### Activity
Repeat each entry word for word; the images are not part of the copy.

Image point grounding data:

******************************

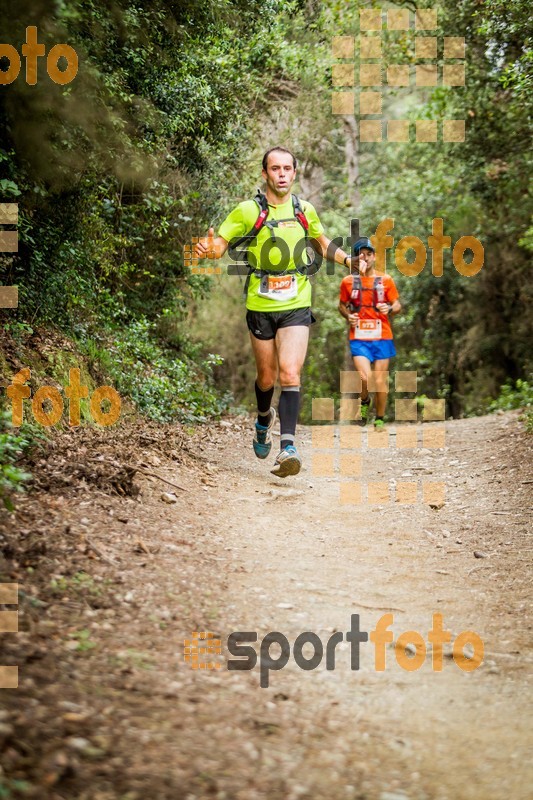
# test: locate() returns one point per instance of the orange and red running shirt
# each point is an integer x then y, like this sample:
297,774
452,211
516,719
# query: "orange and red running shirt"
368,311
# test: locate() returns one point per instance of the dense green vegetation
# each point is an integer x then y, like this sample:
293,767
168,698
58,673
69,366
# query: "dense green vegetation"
162,132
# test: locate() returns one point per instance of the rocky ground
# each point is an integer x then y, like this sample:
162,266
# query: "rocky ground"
131,539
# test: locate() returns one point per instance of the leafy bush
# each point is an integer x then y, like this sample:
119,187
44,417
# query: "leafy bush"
519,395
12,445
162,385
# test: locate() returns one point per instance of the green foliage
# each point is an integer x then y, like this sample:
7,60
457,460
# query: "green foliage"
13,444
516,395
163,384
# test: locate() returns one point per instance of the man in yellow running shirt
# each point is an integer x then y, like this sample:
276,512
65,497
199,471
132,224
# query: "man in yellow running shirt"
278,296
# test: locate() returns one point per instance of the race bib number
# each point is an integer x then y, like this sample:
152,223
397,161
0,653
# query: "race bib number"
368,329
278,287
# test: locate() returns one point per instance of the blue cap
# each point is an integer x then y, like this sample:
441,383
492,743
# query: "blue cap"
361,243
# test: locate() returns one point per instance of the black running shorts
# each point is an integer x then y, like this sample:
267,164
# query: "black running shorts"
265,324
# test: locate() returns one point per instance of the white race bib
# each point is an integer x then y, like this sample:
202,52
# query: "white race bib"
278,287
368,329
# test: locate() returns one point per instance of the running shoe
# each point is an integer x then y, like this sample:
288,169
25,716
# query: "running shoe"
365,411
288,462
263,440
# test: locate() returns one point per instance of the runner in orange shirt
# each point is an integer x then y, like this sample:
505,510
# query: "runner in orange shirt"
367,301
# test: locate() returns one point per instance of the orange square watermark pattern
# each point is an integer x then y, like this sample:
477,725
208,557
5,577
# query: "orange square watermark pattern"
202,644
190,260
426,73
9,624
8,244
339,448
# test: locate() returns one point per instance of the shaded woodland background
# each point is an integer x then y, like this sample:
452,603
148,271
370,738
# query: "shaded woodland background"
162,132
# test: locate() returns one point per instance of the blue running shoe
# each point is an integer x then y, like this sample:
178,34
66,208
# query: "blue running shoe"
288,462
263,440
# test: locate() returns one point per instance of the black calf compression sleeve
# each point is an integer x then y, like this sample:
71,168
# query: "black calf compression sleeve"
289,407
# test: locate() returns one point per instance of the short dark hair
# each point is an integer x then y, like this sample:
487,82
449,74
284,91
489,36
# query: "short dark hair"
278,150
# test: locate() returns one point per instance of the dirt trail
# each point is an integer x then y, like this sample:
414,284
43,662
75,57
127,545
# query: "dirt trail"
117,713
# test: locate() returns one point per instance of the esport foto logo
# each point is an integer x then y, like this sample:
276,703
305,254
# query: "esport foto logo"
410,649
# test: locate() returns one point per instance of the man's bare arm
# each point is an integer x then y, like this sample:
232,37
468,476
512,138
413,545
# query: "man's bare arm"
210,247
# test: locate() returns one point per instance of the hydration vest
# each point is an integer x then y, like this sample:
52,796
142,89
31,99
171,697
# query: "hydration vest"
261,222
356,297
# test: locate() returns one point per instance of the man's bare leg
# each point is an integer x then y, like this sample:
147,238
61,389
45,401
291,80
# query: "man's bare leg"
265,355
381,368
291,345
364,368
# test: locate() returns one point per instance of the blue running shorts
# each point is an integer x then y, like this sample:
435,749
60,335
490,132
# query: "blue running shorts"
374,351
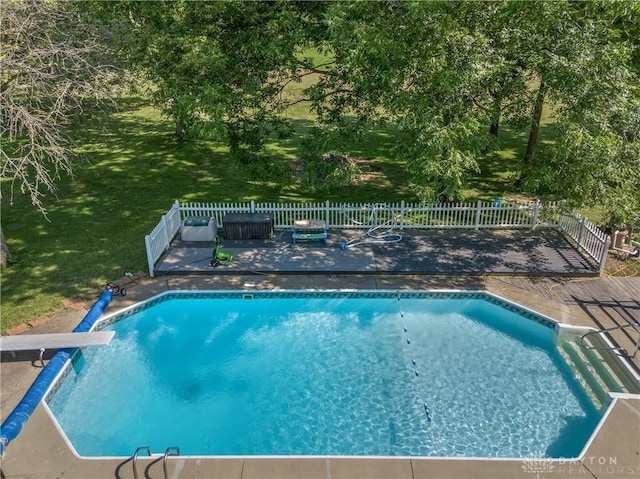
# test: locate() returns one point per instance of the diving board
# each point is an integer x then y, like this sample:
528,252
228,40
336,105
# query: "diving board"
27,342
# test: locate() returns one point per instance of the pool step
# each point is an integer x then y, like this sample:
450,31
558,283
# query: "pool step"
598,371
628,382
586,374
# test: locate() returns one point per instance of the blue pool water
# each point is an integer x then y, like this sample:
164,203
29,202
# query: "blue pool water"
325,375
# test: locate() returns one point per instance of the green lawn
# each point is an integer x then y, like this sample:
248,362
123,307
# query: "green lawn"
135,169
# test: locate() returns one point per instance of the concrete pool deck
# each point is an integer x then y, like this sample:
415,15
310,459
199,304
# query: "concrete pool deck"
614,452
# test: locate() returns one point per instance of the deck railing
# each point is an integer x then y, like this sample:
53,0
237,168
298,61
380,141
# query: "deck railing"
402,215
589,238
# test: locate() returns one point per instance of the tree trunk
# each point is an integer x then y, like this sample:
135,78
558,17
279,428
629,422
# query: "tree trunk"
535,124
4,251
495,117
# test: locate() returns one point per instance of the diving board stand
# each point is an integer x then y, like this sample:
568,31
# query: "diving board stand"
29,342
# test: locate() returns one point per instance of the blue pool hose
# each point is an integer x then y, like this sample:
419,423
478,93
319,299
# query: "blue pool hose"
12,426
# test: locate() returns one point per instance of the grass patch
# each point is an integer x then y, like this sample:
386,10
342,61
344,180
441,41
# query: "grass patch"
136,168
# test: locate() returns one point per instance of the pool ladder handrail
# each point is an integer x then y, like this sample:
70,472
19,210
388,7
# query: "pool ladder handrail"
634,325
135,459
167,453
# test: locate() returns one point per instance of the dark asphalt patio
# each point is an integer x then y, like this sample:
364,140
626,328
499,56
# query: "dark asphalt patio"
438,252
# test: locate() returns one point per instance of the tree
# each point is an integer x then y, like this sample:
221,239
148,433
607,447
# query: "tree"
445,73
218,69
51,63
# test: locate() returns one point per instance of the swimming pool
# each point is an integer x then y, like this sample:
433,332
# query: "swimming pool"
336,373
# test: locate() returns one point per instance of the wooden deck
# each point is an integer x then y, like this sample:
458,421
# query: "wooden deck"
543,252
600,303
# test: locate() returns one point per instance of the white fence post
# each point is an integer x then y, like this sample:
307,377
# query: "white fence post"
150,260
605,252
534,217
581,232
478,212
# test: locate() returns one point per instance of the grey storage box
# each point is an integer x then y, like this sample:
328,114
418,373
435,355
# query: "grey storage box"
248,225
198,228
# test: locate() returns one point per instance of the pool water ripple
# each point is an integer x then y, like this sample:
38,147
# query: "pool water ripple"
317,376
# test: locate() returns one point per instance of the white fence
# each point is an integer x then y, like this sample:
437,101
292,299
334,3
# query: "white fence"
589,238
497,214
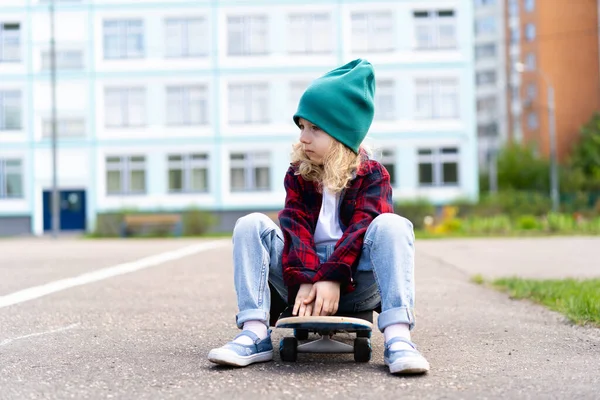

******************************

### Result for this exercise
# test: locate() returns one point per instance of the orange and red running shirt
# each point is an integer x then y, like this sample:
297,774
452,211
516,719
# query: "orange and red running shirt"
368,311
# test: locate() returns one point per instance of the dense green vegetation
# each point is an integer x then y, like this sample:
293,767
168,698
58,673
69,366
# query: "dense green vegetation"
162,132
# test: locate() returns one point per instance of the rocky ground
# each point is an integer x then y, like this sample:
162,266
# query: "rocky ground"
131,539
# test: locate() returns one point per instance of the leafy bush
# each point is an integer x then y, like this sample:
119,187
44,417
# query: "leafy bush"
519,395
12,445
162,385
# test: locate() returns one point per instance of the green foliage
# each point is an integer x then y, like this sample:
7,60
457,460
# query: "green foliage"
13,444
516,395
163,384
# test: locate() returns one point per instance of the man in yellow running shirt
# each point is an integer x then y, like this sample:
276,512
65,497
199,471
132,224
# query: "man in yellow running shirt"
278,296
# test: locate() returns one point per instance of the race bib number
# each point is an integer x then y, like this sample:
152,223
397,161
0,653
# query: "race bib number"
368,329
278,287
# test: locate() returns one point per instance of the blue cap
# each point is an integer x then y, like this sample:
441,383
492,743
# query: "blue cap"
361,243
# test: locate() returns one point per instance of the black running shorts
# each point is an integer x then y, like this sample:
267,164
# query: "black running shorts"
265,324
# test: locate() returns one point per instance of the white race bib
# each point is an integer x then y, like this sample:
202,52
# query: "white race bib"
278,287
368,329
# test: locate() returns one point per instance of the running shoe
# each point is an integer x then y, like this sample:
288,169
25,716
# query: "running shoe"
365,411
288,462
263,440
# test: locate() returns one point per instance of the runner in orange shirt
# each point is an integer x then y, like this sample:
505,510
# query: "runner in orange shirt"
367,301
# test: locate() returns one point per instance of the orange square watermark pattern
# each point is an integer x then y, like this sample:
477,725
208,557
5,577
# query: "orange square watermark pattern"
202,644
190,260
426,73
9,624
8,244
339,448
# test: locate() returns one point per instance of the shaded woodland background
# each point is an integer x then y, like this sample:
452,603
148,271
370,738
# query: "shaded woodland background"
162,132
# test: locate() returns one point per instance of the blue running shoe
# each point is an integer x then y, like this sample:
178,34
66,208
# query: "blue running shoe"
288,462
263,440
# test: locate() returns one point per instance of the black calf compression sleeve
# each point is an integer x then y, like this sample:
71,168
# query: "black calf compression sleeve"
289,407
# test: locate() returns one point per instance of the short dark hair
# each point is an integer x then y, like this sample:
487,82
449,74
284,91
489,36
# query: "short dark hair"
278,150
# test: locate() returns one point per instance of the dirt trail
# each point is an integer x then y, like this sample:
414,284
43,662
75,57
127,545
# query: "dirt trail"
117,713
# test: locate() returns one point per instance of the esport foto logo
# each point is an integer x then y, like this sample:
276,703
305,254
# query: "esport foto logo"
410,649
# test: locate() returns one point per instance of the man's bare arm
# each point is an integer x then y, like this sample:
232,37
468,476
512,138
413,545
# query: "man's bare arm"
210,247
# test: locate() returns one point per instance of the hydration vest
# each point is an integer x then y, like this sample:
52,796
142,89
31,99
171,697
# query: "hydration vest"
261,222
356,297
# test: locate() returns one point per instance of the man's bare leg
# each point is an integer x then y, like this sample:
147,238
61,389
45,401
291,80
# query: "man's bare leg"
265,355
381,368
291,345
364,368
# test: locate() returns one point per instance of the blue running shorts
# each point is an integer x then y, like this sample:
435,749
60,335
490,132
# query: "blue running shorts"
374,351
# test: locate() returns one point per instance of the diving board
# each point is an integer x then y, like this sample:
528,252
228,40
336,105
# query: "diving board"
27,342
# test: locate() returns one point per instance of the pool step
# each point is an integer x then y, like this sample:
450,31
558,283
# query: "pool step"
598,371
628,382
586,374
# test: locate() returns one point per instance of the blue pool water
# each point is an integer x then y, like this sample:
164,203
29,202
# query: "blue pool water"
325,375
# test: locate() returns one point per instance of the green lawn
# each point is an integer x then y, like this sample:
248,362
123,307
# query: "green lawn"
135,169
# test: locate() returns one point per instance of the concrete pool deck
# each point is an integer x then y, like this sample:
415,15
310,459
199,304
# query: "concrete pool deck"
614,452
# test: locate() returns one point per instance of the deck railing
# each point is an integer x then y, like this sample:
53,0
237,168
298,61
380,141
# query: "deck railing"
402,215
589,238
# test: locate() returns one point per instance of the tree trunk
# each point is an integer x then y, like this sample:
135,78
558,17
279,428
629,422
# query: "tree trunk"
535,124
4,251
495,117
# test: locate() returns one point per instance of the diving board stand
# each point is an integer x then y, like this sample:
568,31
# query: "diving board stand"
29,342
# test: locate() returns one point per instance of the blue pool hose
# each point is an integer x then y, like this sample:
419,423
478,93
319,299
# query: "blue pool hose"
12,426
# test: locate() returns one point per instance of the grass patch
# each point is an integer x then y, like this sample:
386,10
342,61
344,180
441,41
# query: "grass patch"
136,168
# test: locate() returns one point per instance of the pool ladder handrail
# each point is an integer x then y, like this sample:
70,472
19,210
388,7
# query: "pool ladder handrail"
634,325
135,459
167,453
# test: locate() returns one point per instance of the dark asphalt patio
# each point is an integer x then y, like this sample:
364,140
626,328
499,56
# query: "dark asphalt patio"
438,252
# test: locate() returns one point per instance of the tree
# each point is an integer x then y, like this sample:
221,239
148,433
607,447
# query: "tree"
445,73
218,69
51,63
# test: locate() returns one point per instance of the swimming pool
# each point is an integer x then y, like this sample:
433,332
# query: "swimming pool"
336,373
# test: locate() returns one point per instance of the wooden deck
# each point is an integer x then y, like this sample:
458,421
# query: "wooden deck"
543,252
600,303
# test: locate() returns one point per instance of the white fence post
# each point is an integer x then y, like this sample:
307,377
# query: "white fence post"
150,260
605,252
534,217
581,232
478,212
# test: locate() returns one point per instance of the grey storage box
# each point is an integer x then y, like this sample:
328,114
418,373
435,355
# query: "grey storage box"
248,225
198,228
# test: locate() returns one point per instance of the pool water ripple
# each point is an integer x then y, like this sample:
38,147
# query: "pool water ripple"
317,376
# test: locate() returns one point per instance of the white fence
# each point is an integer x then y, like this sample:
437,101
292,299
334,3
# query: "white fence"
589,238
497,214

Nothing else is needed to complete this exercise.